[Coordinate annotation records]
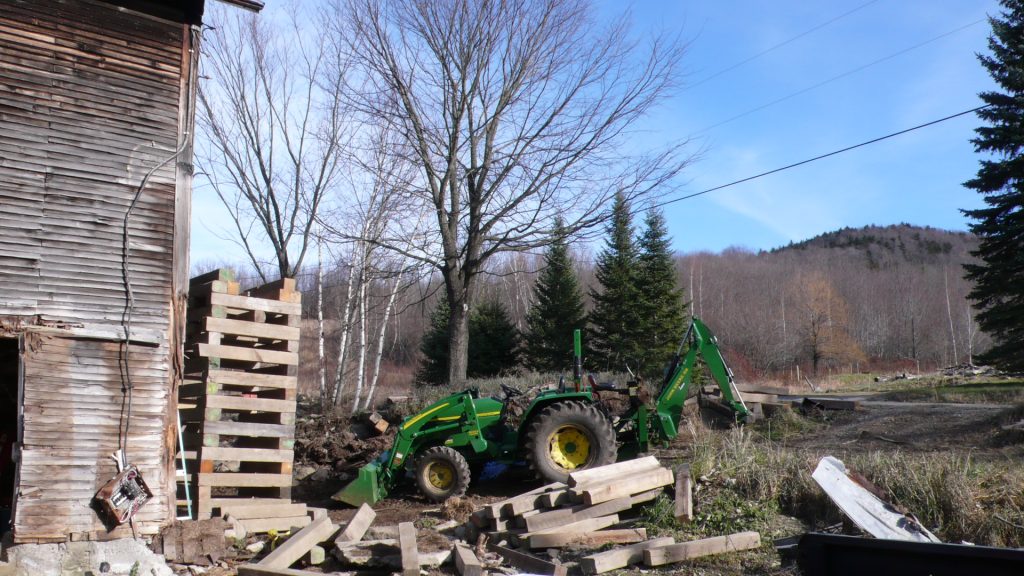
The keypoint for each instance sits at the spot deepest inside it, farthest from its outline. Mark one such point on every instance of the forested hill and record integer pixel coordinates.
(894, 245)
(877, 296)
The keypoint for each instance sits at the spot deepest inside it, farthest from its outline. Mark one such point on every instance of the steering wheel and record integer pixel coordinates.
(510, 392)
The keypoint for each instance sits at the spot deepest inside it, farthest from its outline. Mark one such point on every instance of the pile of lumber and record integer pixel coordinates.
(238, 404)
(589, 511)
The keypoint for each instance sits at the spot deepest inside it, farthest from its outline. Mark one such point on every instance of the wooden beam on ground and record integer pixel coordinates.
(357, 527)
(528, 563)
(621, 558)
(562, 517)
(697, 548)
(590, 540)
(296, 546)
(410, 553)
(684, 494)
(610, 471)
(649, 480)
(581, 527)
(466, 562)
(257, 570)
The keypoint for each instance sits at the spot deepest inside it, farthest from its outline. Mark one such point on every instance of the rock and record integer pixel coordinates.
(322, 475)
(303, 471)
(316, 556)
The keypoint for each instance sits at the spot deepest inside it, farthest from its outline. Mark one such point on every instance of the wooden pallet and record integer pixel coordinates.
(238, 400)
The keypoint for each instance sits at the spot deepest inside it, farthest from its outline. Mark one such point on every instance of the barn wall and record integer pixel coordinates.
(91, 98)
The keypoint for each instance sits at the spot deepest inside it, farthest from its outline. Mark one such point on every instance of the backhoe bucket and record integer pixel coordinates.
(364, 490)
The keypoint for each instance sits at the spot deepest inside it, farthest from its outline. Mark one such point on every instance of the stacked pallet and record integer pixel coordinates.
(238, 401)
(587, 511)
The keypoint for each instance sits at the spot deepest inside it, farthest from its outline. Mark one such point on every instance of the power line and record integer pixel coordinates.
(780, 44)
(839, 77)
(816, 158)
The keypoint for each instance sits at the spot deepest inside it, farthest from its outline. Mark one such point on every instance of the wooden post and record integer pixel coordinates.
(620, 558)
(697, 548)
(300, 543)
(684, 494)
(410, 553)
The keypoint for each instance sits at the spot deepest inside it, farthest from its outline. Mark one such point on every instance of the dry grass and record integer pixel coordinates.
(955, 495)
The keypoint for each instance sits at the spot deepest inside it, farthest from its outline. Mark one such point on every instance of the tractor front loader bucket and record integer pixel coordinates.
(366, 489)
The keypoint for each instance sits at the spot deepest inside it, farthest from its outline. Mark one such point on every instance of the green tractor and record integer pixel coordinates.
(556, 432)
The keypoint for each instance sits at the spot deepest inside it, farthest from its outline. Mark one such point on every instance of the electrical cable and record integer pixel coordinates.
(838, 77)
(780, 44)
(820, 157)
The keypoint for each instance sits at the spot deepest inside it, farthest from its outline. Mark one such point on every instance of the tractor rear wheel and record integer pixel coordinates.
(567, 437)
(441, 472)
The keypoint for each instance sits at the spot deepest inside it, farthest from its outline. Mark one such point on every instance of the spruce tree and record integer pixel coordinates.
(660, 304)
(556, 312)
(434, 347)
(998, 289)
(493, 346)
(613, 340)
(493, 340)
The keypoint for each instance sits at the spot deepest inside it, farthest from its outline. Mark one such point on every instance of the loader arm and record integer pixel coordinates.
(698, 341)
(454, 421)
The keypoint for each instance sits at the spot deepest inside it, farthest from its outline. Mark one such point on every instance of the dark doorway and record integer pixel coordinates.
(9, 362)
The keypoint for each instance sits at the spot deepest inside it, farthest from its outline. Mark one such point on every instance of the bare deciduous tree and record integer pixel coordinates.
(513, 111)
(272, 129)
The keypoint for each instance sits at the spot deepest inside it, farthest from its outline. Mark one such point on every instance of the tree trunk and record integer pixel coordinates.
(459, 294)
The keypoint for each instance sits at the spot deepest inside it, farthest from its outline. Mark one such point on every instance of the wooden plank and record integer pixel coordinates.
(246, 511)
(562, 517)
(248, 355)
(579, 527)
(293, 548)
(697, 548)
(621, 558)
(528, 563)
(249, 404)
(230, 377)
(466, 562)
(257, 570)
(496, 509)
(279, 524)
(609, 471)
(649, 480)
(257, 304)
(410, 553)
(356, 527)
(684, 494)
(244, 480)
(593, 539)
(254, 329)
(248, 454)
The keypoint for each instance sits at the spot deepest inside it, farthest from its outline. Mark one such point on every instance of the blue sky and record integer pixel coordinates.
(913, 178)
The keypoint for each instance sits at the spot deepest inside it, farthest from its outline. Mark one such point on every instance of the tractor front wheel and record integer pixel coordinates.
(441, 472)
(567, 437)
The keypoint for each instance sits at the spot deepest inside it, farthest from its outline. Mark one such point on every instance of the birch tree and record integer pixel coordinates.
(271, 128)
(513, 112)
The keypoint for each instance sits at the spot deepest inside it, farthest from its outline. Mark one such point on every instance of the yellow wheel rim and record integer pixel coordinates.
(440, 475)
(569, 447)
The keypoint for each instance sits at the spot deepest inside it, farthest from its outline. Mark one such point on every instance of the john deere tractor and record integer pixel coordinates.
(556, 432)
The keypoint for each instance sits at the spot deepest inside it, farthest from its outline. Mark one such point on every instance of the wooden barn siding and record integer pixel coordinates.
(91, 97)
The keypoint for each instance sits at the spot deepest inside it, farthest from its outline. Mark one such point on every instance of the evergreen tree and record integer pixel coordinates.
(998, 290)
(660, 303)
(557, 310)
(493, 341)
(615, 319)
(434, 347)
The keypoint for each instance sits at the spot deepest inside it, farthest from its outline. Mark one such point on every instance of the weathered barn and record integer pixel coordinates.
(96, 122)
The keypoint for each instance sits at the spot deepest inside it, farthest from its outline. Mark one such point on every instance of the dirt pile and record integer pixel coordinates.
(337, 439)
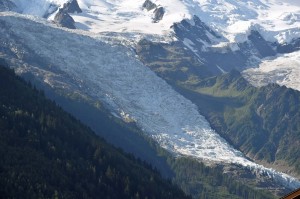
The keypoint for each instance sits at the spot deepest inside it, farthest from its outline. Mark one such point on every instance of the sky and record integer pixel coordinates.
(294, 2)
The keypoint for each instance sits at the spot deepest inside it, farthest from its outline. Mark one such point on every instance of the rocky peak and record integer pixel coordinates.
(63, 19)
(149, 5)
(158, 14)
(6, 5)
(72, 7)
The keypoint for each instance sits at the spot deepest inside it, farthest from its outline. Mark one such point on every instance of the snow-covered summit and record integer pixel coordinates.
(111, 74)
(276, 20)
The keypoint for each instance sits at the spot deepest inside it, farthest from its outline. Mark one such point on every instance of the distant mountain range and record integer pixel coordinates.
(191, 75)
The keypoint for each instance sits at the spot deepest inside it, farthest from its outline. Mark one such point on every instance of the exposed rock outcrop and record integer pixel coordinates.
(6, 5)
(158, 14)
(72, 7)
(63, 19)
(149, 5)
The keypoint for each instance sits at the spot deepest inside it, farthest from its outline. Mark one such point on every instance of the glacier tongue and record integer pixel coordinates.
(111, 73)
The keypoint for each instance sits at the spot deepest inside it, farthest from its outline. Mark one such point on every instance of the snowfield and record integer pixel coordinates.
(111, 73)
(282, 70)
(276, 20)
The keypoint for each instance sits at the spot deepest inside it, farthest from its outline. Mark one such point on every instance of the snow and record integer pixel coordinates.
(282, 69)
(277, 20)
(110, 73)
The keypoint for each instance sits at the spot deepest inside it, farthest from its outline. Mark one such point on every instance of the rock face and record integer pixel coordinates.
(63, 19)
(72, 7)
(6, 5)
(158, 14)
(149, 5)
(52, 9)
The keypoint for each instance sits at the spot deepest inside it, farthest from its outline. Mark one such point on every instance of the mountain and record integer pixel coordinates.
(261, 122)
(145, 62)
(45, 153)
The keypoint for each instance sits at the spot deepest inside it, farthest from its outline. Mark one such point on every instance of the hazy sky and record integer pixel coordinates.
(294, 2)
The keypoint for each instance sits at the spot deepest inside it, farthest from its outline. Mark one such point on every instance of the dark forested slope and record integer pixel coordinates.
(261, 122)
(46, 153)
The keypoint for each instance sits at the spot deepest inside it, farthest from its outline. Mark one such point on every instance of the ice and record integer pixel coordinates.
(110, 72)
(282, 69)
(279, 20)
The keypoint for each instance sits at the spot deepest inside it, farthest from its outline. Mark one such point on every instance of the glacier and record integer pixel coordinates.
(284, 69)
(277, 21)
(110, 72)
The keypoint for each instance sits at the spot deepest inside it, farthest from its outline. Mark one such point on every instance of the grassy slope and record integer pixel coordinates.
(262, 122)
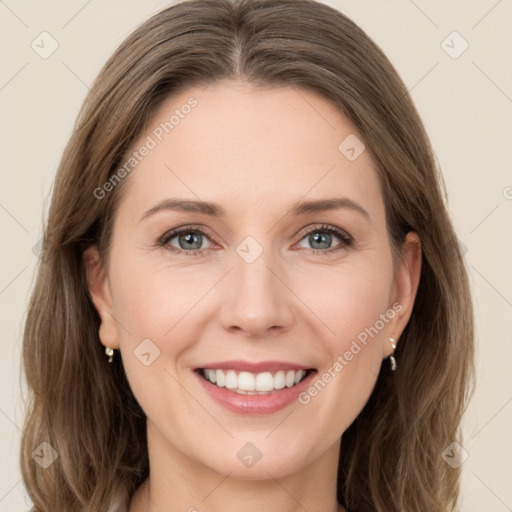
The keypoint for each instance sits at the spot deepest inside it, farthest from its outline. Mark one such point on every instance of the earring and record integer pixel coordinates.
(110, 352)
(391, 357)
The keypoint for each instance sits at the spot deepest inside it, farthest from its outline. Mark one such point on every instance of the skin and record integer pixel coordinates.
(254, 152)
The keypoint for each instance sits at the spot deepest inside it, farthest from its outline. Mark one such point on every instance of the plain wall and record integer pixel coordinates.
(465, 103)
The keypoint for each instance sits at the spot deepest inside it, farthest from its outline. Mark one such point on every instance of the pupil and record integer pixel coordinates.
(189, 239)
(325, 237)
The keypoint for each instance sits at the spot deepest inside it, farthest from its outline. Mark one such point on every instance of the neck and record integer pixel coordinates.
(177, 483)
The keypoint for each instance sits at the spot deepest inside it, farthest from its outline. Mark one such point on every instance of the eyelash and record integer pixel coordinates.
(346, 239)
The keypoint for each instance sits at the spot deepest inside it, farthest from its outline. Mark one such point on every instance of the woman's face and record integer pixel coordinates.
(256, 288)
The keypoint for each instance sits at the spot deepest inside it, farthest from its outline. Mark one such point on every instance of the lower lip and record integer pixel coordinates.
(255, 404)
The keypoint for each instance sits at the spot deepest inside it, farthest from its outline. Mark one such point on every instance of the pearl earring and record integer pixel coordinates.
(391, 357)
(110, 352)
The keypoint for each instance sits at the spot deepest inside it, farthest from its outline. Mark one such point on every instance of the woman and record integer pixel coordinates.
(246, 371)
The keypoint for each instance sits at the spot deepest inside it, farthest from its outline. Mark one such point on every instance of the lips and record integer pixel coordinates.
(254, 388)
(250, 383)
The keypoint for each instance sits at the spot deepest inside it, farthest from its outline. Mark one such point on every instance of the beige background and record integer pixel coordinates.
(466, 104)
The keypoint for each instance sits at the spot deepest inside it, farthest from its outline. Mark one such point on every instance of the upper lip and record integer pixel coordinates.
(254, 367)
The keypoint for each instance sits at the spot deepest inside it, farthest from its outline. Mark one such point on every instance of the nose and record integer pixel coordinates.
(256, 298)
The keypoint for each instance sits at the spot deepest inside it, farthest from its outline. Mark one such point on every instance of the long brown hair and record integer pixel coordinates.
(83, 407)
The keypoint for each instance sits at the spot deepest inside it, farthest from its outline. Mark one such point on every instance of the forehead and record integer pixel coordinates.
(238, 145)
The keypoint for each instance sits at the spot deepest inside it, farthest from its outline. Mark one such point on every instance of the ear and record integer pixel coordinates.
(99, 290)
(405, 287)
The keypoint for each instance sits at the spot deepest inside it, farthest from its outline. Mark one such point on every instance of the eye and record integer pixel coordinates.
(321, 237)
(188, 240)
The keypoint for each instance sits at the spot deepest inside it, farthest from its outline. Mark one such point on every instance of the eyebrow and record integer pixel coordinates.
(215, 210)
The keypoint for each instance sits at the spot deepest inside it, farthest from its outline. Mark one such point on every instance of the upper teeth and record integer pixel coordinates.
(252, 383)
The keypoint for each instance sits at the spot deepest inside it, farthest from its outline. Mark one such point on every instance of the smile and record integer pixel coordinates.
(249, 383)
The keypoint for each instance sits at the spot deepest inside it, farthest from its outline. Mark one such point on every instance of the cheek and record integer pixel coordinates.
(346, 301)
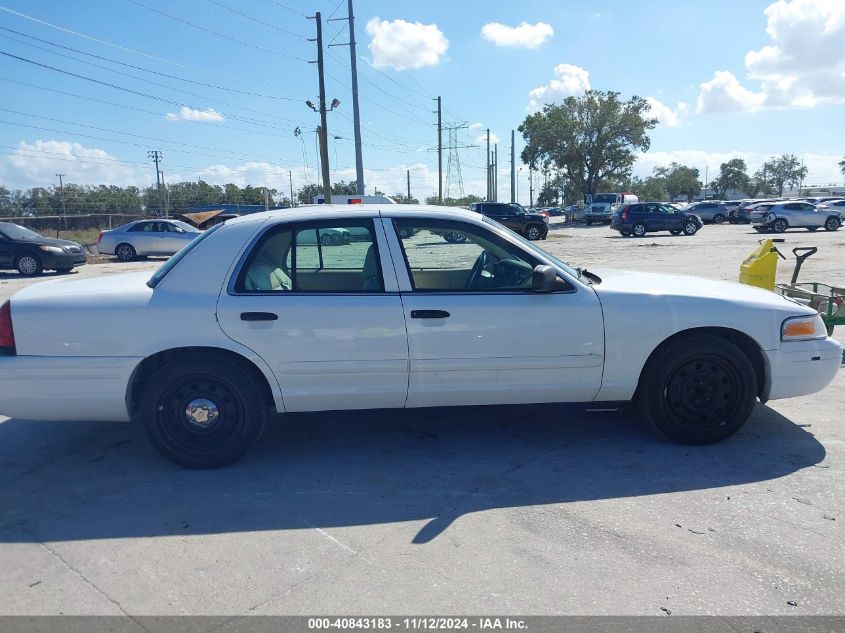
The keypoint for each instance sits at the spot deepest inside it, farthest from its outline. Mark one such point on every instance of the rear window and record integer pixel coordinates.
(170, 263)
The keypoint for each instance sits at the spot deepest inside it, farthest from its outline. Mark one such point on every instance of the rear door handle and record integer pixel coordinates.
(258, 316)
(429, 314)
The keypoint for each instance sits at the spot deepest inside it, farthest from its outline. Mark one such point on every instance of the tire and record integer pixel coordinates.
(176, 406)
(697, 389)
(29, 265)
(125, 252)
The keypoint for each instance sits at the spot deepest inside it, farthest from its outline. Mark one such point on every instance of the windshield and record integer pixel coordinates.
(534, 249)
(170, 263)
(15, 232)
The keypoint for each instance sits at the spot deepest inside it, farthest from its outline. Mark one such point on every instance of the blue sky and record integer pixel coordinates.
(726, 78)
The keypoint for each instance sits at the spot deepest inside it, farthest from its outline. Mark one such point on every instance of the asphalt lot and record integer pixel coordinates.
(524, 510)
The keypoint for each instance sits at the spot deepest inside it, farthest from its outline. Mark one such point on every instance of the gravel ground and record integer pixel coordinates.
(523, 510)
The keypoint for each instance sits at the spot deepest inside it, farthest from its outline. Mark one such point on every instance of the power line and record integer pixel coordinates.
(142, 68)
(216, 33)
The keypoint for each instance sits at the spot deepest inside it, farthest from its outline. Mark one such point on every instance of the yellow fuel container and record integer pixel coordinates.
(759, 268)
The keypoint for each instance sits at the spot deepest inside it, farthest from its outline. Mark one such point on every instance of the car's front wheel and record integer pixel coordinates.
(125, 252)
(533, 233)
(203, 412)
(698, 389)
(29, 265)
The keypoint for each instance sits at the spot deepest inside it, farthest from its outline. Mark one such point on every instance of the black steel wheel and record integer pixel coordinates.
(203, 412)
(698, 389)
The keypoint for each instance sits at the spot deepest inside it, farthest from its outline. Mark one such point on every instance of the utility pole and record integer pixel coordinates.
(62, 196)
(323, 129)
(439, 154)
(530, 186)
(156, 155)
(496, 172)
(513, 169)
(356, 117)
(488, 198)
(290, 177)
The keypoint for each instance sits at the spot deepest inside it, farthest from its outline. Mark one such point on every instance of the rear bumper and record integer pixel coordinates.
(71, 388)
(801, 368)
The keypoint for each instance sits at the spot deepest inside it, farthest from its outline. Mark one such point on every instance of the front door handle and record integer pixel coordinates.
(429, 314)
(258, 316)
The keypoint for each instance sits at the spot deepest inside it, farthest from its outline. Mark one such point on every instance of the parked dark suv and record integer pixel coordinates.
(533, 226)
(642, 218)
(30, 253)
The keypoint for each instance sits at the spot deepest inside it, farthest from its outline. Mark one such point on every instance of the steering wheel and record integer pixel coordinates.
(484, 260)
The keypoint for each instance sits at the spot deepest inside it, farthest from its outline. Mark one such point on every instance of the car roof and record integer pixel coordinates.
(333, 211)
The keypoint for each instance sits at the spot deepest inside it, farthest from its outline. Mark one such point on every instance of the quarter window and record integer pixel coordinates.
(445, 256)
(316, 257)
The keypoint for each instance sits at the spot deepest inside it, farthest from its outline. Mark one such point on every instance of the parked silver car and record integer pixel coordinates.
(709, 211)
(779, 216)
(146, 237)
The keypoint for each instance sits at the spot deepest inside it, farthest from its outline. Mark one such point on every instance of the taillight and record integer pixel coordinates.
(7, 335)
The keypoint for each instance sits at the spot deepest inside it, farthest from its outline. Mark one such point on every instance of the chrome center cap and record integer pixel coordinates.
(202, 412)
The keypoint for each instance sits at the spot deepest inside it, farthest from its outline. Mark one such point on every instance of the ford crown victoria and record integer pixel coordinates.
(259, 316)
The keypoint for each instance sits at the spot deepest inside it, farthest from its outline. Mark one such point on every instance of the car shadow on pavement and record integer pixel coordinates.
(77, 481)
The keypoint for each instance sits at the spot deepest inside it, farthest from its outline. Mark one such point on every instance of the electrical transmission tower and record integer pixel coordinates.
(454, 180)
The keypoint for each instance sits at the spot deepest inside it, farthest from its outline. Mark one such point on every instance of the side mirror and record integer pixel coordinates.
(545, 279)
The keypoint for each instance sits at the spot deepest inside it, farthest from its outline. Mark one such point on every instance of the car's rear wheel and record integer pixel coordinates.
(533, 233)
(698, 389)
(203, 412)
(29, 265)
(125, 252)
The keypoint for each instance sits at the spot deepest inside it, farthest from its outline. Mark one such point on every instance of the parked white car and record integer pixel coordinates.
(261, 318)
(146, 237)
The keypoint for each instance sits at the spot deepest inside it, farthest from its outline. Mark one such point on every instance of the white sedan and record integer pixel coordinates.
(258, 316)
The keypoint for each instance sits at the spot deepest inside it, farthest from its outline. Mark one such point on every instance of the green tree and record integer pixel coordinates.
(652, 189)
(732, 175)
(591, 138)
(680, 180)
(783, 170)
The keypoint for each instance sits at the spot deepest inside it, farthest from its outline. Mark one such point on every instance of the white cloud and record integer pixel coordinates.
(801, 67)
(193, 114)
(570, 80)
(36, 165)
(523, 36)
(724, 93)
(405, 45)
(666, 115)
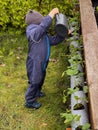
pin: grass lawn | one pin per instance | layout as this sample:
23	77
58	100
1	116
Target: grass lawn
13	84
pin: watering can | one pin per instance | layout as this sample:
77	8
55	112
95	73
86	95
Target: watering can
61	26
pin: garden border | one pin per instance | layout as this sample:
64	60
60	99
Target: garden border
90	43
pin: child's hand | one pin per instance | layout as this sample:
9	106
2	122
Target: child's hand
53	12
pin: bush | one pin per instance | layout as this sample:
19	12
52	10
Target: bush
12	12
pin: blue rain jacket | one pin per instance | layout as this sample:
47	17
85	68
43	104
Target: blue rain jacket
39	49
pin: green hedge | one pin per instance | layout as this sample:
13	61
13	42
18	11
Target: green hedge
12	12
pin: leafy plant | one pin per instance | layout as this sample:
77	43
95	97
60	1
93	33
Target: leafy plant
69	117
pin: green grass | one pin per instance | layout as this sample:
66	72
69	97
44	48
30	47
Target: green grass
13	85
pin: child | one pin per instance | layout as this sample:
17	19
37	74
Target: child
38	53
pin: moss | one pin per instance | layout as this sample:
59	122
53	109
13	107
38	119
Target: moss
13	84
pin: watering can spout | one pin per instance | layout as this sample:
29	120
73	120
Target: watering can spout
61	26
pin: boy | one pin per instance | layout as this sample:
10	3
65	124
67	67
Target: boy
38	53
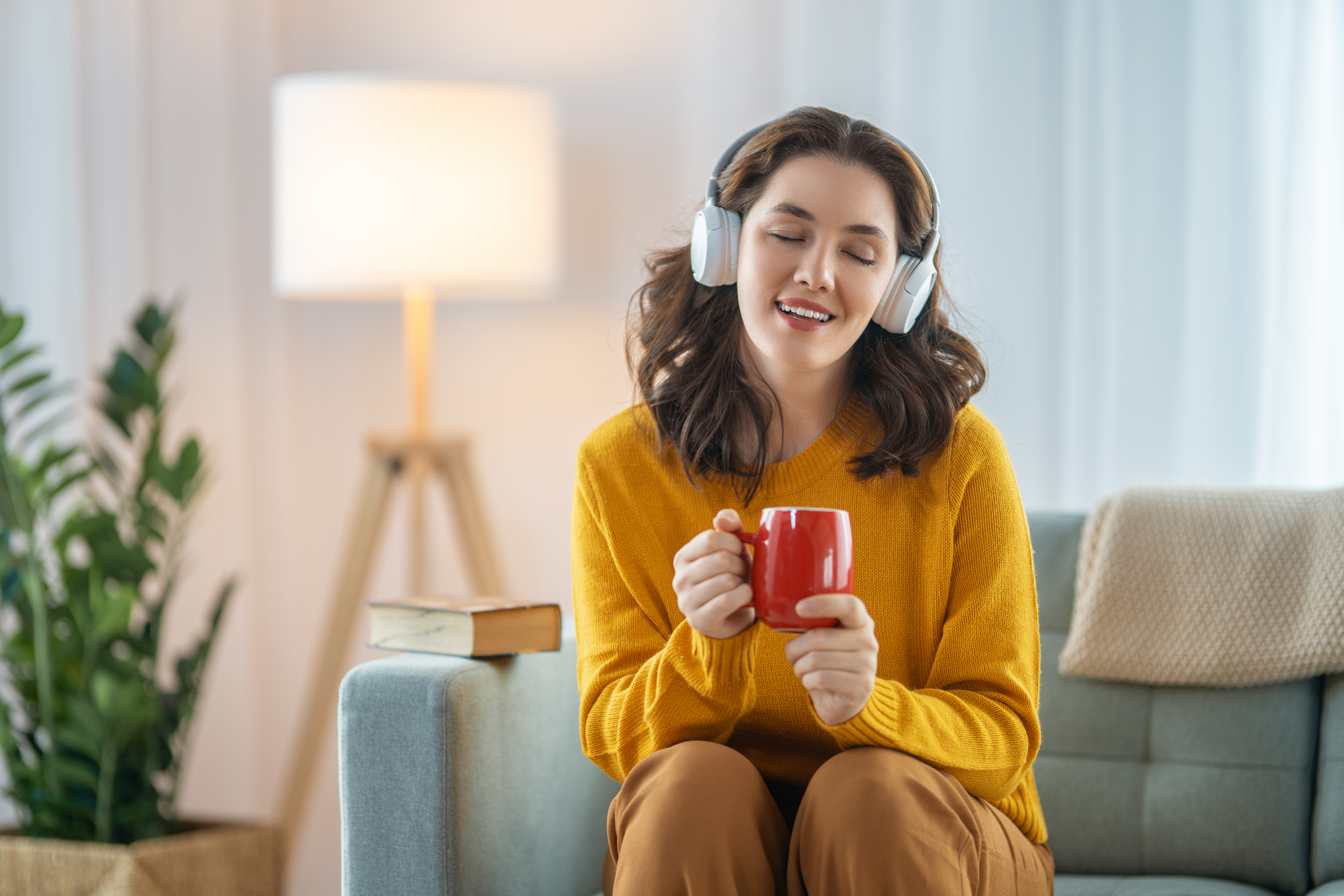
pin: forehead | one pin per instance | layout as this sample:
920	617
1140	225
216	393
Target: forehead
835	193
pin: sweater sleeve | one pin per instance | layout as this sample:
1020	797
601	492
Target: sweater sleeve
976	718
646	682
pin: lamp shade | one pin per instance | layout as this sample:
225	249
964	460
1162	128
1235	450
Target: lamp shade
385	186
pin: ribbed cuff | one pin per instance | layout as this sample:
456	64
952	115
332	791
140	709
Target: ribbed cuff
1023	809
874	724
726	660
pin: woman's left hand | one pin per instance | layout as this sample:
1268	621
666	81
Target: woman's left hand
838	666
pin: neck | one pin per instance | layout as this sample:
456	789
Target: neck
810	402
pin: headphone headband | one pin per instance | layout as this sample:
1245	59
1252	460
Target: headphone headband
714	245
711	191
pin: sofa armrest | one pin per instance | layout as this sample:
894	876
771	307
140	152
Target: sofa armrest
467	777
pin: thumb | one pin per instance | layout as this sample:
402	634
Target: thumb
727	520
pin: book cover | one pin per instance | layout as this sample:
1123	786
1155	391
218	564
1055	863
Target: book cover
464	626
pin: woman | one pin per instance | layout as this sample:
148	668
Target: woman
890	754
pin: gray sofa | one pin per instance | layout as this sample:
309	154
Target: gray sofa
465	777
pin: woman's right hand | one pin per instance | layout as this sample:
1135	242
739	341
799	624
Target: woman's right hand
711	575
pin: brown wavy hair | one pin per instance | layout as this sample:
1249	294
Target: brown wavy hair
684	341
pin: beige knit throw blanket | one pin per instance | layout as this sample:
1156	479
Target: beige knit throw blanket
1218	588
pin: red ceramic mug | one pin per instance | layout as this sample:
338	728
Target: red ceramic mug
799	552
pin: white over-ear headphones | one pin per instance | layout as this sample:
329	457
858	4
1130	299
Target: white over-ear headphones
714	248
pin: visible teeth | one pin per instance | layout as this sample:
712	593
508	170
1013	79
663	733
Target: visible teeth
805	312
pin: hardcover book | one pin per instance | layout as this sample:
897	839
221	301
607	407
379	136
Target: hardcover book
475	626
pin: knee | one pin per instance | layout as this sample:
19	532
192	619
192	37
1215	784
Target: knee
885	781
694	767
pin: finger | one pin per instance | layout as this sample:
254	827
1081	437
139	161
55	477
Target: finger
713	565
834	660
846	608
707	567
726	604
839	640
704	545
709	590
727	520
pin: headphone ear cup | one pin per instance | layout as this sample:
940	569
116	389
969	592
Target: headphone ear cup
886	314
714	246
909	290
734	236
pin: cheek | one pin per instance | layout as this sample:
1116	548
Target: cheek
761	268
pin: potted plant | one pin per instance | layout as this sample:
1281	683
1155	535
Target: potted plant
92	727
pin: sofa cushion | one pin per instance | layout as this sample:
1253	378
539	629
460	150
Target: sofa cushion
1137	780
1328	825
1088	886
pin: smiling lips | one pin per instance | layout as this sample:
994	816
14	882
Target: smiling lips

> [What to do]
Find the line with "pin: finger |" in the listing above, then write out that line and each remaining line exactly, with no other text.

> [Full solution]
pin: finger | one pin per instance | layout as this sample:
254	827
1081	437
139	161
55	477
Target: finger
713	565
834	660
846	608
707	567
726	604
839	640
704	545
709	590
727	520
pin: headphone ear cup | one pin per instance | layout as this sample:
940	569
116	389
969	592
Target: headphone ear cup
886	314
714	246
909	290
734	236
pin: cheek | one pin per instance | layout as this sample:
1116	548
Target: cheek
761	268
pin: potted plant | one pin per instance | layout as this sample:
1281	683
1155	535
Target: potted plant
92	727
pin: sofa cushion | one pin per instance | layout as this sample:
1253	378
539	629
460	150
Target: sofa cushion
1137	780
1328	825
1088	886
pin: smiling lips | one pin per instance | layout as this sample:
994	816
14	882
Target: smiling lips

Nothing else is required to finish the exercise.